YOUR INSTRUCTIONS - Rewrite each line of the rows below as one string in a JSON list, and skip any blank lines.

DATA EXTRACT -

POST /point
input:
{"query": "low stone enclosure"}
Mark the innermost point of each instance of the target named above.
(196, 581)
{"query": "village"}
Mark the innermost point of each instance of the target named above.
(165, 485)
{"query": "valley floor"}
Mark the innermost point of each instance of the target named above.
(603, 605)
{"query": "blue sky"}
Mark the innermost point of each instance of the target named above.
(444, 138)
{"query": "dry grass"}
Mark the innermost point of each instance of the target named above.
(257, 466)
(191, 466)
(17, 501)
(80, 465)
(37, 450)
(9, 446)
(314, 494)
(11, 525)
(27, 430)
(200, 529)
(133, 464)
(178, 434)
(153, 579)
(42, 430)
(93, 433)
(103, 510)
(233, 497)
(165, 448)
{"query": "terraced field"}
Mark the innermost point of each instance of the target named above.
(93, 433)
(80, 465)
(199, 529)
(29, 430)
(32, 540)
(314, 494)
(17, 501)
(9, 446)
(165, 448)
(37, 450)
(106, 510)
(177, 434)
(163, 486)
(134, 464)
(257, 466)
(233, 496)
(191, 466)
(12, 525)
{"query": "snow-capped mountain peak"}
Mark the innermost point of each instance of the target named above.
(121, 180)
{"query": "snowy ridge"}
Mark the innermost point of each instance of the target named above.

WORKED SOLUTION -
[
  "POST /point",
  "input:",
  "{\"query\": \"low stone enclosure\"}",
  "Mark the innermost point of each instance of the target named above.",
  "(196, 581)",
  "{\"query\": \"village\"}",
  "Mark the innermost point of each instance of the target named above.",
  "(165, 485)",
  "{\"query\": \"valley floor\"}",
  "Mark the innermost point of each instance of the target named above.",
  "(603, 605)",
  "{\"query\": \"blue sky\"}",
  "Mark the innermost point of each instance of the target named above.",
  "(444, 138)",
  "{\"query\": \"dry grass\"}",
  "Mark the innermost point of each instance of the target named above.",
  "(257, 466)",
  "(191, 466)",
  "(17, 501)",
  "(80, 465)",
  "(37, 450)",
  "(9, 446)",
  "(314, 494)",
  "(11, 525)",
  "(27, 430)",
  "(200, 529)",
  "(133, 464)",
  "(178, 434)",
  "(153, 579)",
  "(42, 430)",
  "(93, 433)",
  "(103, 510)",
  "(233, 497)",
  "(165, 448)",
  "{\"query\": \"terraced field\"}",
  "Mark the innermost point of each instance of the target named above.",
  "(93, 433)",
  "(80, 465)",
  "(199, 529)",
  "(29, 430)",
  "(32, 540)",
  "(314, 494)",
  "(17, 501)",
  "(9, 446)",
  "(165, 448)",
  "(37, 450)",
  "(106, 510)",
  "(177, 434)",
  "(163, 486)",
  "(134, 464)",
  "(257, 466)",
  "(233, 496)",
  "(191, 466)",
  "(12, 525)",
  "{\"query\": \"snow-capped mountain peak\"}",
  "Mark the innermost point of each instance of the target named above.",
  "(121, 180)",
  "{\"query\": \"snowy ridge\"}",
  "Mark the innermost point of each instance of the target named above."
]